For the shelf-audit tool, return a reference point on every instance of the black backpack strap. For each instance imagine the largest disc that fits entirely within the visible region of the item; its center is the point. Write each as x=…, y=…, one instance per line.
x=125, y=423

────

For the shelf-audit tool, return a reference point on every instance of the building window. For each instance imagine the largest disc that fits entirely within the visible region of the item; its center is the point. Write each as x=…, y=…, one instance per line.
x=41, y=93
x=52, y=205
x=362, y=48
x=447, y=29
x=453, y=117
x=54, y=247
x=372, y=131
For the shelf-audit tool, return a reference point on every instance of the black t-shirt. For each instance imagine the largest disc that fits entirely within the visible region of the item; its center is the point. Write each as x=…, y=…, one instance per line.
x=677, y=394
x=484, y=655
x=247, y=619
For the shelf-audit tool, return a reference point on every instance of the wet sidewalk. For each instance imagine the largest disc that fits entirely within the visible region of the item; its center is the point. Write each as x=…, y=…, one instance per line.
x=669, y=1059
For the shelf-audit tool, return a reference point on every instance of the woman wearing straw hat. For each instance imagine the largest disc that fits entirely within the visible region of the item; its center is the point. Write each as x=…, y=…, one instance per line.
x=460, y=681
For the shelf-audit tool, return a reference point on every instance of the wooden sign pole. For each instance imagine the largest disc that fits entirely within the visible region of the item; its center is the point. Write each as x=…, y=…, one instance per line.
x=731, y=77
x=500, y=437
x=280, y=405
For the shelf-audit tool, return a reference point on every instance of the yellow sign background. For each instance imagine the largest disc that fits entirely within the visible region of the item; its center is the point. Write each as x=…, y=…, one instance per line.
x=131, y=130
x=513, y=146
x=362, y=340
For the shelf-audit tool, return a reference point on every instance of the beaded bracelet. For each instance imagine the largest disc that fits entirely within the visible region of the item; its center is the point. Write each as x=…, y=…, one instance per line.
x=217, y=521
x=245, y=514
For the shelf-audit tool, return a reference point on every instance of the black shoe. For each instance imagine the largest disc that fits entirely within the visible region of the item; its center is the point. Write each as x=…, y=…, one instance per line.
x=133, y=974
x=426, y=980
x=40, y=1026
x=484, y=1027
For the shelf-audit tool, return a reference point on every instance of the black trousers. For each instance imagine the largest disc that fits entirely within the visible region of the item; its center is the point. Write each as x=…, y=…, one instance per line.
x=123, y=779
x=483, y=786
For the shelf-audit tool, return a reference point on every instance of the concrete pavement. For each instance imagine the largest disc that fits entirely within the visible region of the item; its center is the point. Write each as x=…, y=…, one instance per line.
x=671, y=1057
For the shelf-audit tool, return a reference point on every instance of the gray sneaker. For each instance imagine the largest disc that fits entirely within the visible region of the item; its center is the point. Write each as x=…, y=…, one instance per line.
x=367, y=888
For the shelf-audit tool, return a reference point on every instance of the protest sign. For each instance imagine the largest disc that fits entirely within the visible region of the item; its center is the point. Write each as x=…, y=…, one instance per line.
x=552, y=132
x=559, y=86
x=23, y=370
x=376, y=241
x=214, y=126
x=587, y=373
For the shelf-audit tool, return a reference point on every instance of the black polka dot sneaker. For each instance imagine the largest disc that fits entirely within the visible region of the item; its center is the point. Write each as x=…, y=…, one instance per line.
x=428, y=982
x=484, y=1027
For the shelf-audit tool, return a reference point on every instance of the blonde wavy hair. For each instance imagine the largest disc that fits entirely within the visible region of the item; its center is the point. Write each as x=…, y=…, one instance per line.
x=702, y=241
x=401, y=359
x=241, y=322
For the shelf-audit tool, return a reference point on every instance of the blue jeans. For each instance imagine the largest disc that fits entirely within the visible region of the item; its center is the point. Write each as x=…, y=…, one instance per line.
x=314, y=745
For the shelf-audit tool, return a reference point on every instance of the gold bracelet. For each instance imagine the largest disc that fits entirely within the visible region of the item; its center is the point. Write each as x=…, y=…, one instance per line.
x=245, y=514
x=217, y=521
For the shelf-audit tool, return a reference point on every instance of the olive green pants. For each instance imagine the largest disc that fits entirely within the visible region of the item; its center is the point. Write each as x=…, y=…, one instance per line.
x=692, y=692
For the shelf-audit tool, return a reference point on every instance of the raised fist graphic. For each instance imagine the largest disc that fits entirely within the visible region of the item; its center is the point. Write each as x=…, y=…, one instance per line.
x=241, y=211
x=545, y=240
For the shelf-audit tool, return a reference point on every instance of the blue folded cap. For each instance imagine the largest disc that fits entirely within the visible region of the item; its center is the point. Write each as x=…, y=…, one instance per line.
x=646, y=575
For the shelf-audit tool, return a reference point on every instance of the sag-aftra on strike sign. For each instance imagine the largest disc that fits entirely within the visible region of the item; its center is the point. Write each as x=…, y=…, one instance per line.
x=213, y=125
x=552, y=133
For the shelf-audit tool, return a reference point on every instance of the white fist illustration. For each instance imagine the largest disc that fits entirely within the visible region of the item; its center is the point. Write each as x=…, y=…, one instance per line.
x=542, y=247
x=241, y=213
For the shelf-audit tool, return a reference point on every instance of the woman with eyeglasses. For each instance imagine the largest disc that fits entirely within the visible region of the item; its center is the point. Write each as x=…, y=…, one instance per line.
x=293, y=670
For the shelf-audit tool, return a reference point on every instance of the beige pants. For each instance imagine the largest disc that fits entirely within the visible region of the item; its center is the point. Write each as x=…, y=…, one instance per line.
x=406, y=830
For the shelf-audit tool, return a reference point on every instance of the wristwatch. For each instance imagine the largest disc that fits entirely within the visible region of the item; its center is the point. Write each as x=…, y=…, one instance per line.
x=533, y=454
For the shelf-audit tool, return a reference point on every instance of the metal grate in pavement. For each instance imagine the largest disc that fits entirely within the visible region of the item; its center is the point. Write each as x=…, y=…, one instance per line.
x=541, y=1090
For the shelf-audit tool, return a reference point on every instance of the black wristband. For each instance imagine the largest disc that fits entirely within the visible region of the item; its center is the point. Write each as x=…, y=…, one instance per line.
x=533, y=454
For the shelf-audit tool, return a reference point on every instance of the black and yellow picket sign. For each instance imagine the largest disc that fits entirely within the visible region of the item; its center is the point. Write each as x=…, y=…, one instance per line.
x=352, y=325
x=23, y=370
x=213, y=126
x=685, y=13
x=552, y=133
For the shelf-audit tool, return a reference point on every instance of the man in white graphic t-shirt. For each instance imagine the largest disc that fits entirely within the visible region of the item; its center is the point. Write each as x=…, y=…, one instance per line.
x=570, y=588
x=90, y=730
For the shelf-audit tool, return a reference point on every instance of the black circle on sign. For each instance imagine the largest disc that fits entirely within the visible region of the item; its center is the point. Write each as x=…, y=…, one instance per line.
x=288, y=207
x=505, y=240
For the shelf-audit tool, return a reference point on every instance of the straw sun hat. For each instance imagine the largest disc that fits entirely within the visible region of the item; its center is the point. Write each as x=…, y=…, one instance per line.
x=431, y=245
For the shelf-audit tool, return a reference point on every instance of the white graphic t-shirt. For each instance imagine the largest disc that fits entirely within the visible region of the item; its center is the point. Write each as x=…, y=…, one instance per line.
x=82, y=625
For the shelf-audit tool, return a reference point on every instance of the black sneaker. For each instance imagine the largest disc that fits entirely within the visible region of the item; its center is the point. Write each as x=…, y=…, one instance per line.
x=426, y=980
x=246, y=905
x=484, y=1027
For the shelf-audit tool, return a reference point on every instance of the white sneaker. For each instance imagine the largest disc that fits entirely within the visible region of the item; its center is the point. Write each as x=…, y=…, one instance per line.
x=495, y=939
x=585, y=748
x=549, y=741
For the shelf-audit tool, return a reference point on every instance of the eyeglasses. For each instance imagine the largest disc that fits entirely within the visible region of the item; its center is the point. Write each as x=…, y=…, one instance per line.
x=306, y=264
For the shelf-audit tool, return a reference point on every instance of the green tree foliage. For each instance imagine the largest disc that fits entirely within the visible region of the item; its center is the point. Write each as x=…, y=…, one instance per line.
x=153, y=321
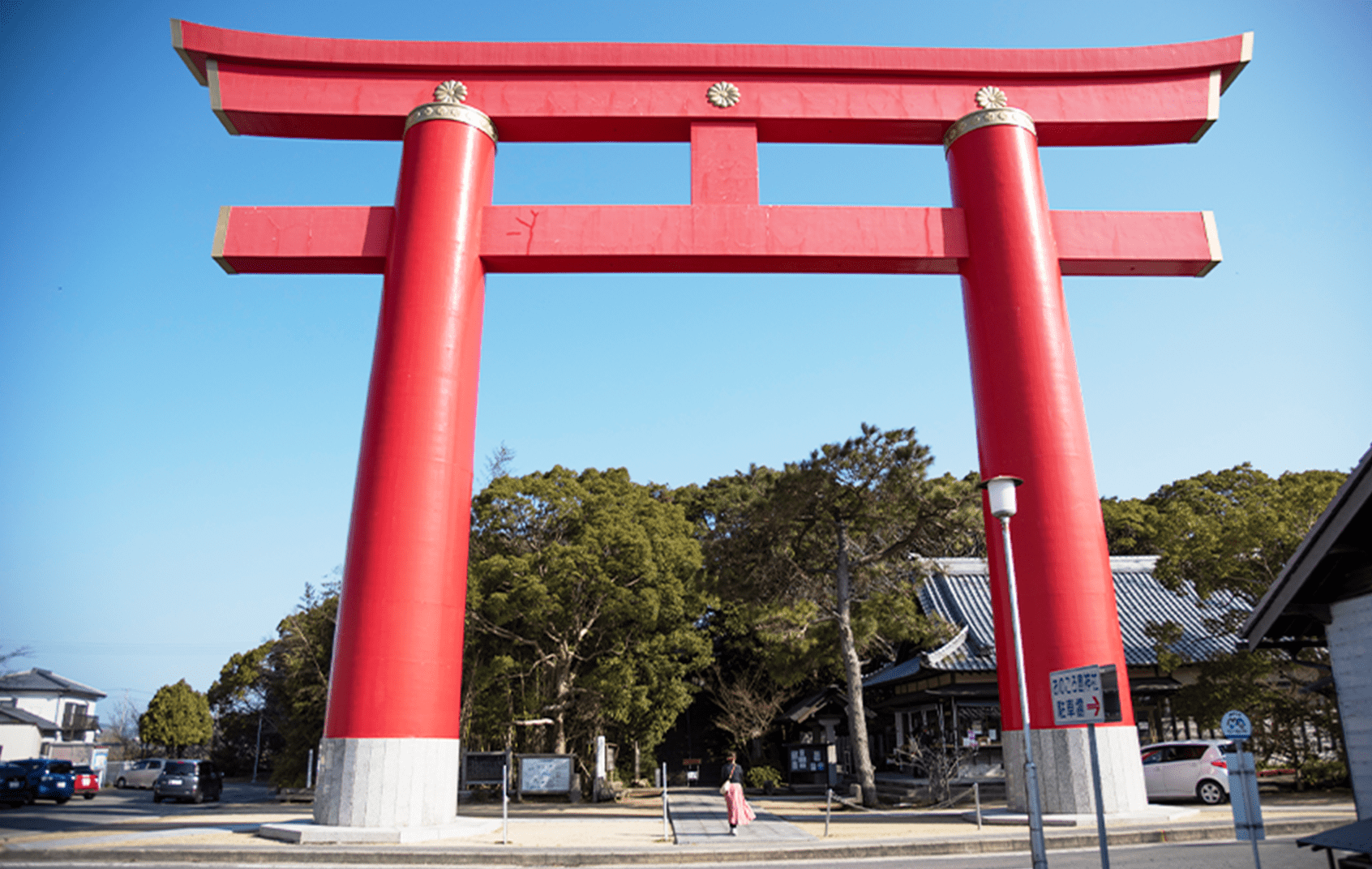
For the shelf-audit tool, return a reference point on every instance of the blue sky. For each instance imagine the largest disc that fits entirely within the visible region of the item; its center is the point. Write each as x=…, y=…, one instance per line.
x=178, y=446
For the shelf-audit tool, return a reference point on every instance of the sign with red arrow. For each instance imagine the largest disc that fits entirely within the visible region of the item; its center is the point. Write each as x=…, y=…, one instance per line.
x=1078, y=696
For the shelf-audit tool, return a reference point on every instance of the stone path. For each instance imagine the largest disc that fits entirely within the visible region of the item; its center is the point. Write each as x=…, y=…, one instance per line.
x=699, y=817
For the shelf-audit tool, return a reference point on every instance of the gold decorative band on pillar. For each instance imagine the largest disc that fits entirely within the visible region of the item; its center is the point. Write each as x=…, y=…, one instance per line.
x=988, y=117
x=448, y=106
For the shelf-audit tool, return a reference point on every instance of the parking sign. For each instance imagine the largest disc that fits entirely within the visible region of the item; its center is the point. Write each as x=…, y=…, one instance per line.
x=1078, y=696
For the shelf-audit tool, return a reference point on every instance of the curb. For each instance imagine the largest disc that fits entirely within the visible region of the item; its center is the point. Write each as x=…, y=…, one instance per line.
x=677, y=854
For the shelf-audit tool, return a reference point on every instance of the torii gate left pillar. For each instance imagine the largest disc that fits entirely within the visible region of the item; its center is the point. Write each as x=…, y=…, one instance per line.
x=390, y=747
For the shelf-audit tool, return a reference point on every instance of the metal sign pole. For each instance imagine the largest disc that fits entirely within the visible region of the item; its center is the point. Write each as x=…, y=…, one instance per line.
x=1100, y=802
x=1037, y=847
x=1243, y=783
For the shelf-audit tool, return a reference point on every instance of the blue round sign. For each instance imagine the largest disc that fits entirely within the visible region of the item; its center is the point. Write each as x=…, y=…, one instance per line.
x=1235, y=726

────

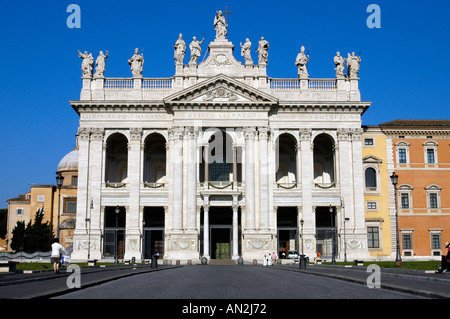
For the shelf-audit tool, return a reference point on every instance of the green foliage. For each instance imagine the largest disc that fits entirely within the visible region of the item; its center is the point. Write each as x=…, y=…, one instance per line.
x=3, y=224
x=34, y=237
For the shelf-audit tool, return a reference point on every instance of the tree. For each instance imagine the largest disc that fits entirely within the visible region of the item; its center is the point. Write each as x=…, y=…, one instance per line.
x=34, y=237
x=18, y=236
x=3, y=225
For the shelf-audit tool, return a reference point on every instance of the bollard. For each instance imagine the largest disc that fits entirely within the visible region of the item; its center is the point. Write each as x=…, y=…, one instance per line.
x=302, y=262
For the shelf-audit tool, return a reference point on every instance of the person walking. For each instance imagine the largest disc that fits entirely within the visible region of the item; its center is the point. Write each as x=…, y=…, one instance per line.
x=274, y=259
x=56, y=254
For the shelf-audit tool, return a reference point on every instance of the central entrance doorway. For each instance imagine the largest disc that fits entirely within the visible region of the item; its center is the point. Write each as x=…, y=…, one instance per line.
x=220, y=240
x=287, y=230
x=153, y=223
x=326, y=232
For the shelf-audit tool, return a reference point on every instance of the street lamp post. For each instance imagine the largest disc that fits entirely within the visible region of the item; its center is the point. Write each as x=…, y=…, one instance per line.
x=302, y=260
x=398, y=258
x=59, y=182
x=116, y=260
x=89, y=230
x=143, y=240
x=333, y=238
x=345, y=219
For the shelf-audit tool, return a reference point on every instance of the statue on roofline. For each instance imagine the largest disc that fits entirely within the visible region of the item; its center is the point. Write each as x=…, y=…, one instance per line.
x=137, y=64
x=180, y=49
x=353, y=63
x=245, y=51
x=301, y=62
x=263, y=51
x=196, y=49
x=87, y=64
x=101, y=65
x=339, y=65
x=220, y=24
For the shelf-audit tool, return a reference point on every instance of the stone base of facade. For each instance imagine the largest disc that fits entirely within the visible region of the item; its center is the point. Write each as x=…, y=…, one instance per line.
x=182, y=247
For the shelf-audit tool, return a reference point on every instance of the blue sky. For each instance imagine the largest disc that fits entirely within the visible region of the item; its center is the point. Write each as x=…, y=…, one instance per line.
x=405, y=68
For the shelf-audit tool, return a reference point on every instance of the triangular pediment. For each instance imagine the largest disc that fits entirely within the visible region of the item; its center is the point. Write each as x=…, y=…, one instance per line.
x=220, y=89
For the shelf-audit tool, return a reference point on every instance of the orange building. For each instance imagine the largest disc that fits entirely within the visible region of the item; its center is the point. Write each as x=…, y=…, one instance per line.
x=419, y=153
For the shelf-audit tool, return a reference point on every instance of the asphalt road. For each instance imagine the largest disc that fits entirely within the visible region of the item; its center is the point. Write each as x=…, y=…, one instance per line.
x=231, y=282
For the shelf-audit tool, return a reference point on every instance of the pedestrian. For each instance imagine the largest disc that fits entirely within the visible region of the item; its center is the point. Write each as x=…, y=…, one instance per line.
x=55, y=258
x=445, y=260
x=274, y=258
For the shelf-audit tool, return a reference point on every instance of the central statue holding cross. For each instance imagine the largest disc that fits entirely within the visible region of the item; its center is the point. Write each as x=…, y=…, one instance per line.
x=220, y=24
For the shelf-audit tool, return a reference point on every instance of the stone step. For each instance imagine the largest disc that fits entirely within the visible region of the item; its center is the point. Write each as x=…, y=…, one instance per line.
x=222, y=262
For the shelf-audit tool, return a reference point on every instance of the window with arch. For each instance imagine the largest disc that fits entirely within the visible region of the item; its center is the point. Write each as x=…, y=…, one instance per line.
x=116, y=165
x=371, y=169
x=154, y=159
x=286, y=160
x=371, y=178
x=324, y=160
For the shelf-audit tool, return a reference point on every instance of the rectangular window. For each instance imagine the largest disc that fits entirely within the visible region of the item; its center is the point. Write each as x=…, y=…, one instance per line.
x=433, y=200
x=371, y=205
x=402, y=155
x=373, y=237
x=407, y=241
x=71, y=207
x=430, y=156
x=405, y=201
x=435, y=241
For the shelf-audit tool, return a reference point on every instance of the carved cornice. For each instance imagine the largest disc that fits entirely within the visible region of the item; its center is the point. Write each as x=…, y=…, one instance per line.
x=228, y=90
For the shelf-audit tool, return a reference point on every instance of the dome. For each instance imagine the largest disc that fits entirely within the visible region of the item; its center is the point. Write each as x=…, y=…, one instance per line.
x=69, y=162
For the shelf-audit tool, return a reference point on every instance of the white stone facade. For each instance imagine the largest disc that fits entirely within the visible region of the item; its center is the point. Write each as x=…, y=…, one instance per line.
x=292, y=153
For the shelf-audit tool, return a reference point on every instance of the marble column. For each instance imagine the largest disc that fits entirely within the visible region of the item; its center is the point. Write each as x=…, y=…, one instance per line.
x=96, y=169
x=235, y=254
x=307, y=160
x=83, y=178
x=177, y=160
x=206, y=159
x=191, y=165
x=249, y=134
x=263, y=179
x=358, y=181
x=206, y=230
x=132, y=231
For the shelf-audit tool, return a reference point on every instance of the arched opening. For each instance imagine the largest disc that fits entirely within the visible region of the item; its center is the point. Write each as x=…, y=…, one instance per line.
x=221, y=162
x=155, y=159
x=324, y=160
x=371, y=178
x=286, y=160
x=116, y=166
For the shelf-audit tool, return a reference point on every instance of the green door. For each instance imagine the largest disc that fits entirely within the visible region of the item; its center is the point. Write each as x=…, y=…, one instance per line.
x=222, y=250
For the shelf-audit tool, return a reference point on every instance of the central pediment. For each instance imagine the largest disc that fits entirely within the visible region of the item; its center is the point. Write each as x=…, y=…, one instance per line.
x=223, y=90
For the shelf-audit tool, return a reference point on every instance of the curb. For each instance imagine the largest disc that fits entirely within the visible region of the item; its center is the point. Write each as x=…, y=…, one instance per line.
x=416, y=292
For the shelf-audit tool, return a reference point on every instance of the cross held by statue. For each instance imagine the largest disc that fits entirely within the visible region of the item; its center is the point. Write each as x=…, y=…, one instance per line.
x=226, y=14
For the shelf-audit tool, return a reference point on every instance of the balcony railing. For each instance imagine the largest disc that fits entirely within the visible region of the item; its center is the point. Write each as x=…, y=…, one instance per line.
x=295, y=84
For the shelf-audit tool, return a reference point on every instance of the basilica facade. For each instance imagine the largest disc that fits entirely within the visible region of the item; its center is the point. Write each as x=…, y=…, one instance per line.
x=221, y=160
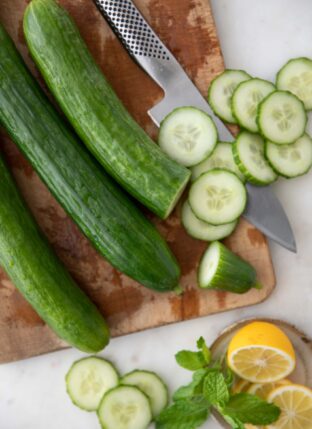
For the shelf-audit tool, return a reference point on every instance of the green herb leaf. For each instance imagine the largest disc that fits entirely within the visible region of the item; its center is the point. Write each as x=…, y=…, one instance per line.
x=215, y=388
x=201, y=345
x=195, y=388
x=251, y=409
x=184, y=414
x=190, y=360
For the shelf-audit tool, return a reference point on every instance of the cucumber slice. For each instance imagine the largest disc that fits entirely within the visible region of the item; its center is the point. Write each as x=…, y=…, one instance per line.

────

上の記録のうち、「the white sneaker.」を含む行から始まり「x=699, y=817」を含む行までの各行(両端を含む)を、「番号」列に行の通し番号、「本文」列にその行を記したMarkdownの表に変換してください。空行と画像は表に含めないでください。

*回答:*
| 番号 | 本文 |
|---|---|
| 1 | For the shelf-audit tool, return a reference point on every instance of the white sneaker. For each instance imagine the largest disc that fits entirely within the visible region of the item; its center is the point. Write each as x=…, y=…, one instance per line. |
| 2 | x=495, y=939 |
| 3 | x=585, y=748 |
| 4 | x=549, y=741 |
| 5 | For the shelf-audit tool, return a reference point on every instance of the eyeglasses. For each instance imagine the largest disc that fits entirely within the visible region of the item; its center is the point. Write each as x=…, y=…, one instance per line. |
| 6 | x=306, y=264 |
| 7 | For the shelf-audit tool, return a reference point on every instance of the green tree foliage. For each instance imagine the largest disc that fits entirely within the visible region of the item; its center is the point. Write each as x=…, y=…, one instance per line. |
| 8 | x=153, y=321 |
| 9 | For the shelf-audit tool, return a reference point on every instance of the blue sky. For each instance imagine the largest disc that fits entirely within the visible region of the item; its center is the point. Write each as x=…, y=…, one instance per line. |
| 10 | x=178, y=446 |
| 11 | For the shelf-audit tool, return a reference point on every instance of the sign with red arrow. For each instance imagine the largest disc that fits entirely within the visible region of the item; its center is the point. Write each as x=…, y=…, one instance per line. |
| 12 | x=1078, y=696 |
| 13 | For the shelf-audit tool, return a reference point on every instance of the stone path. For each instance imagine the largest disc that fits entirely within the visible region of the item; its center is the point. Write each as x=…, y=…, one instance per line. |
| 14 | x=699, y=817 |